▶ Written exercise
Please output the lines of the material from the line containing "Point to the long" through the end of the material, both included, copying each one exactly.

______________________________

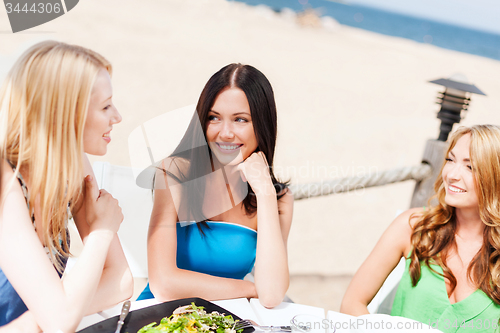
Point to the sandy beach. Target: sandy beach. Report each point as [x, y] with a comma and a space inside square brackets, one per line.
[349, 102]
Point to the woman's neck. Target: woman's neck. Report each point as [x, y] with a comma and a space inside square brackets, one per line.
[469, 224]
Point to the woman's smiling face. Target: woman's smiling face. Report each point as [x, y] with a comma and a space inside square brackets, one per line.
[101, 116]
[458, 176]
[230, 131]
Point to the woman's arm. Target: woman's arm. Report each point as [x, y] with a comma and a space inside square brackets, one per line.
[166, 281]
[25, 323]
[271, 264]
[54, 303]
[116, 282]
[392, 246]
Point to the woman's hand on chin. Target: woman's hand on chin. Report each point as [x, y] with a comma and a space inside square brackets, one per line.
[255, 171]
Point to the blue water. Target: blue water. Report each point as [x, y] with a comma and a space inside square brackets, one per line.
[424, 31]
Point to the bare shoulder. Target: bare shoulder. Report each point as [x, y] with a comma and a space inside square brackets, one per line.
[175, 166]
[401, 228]
[285, 203]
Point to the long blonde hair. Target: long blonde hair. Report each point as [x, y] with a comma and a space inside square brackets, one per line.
[43, 107]
[434, 233]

______________________________

▶ The solution
Point to the long blonde hair. Target: long blonde hair. Report each point as [x, y] with a comma and a space inside square brackets, one per line.
[43, 107]
[434, 233]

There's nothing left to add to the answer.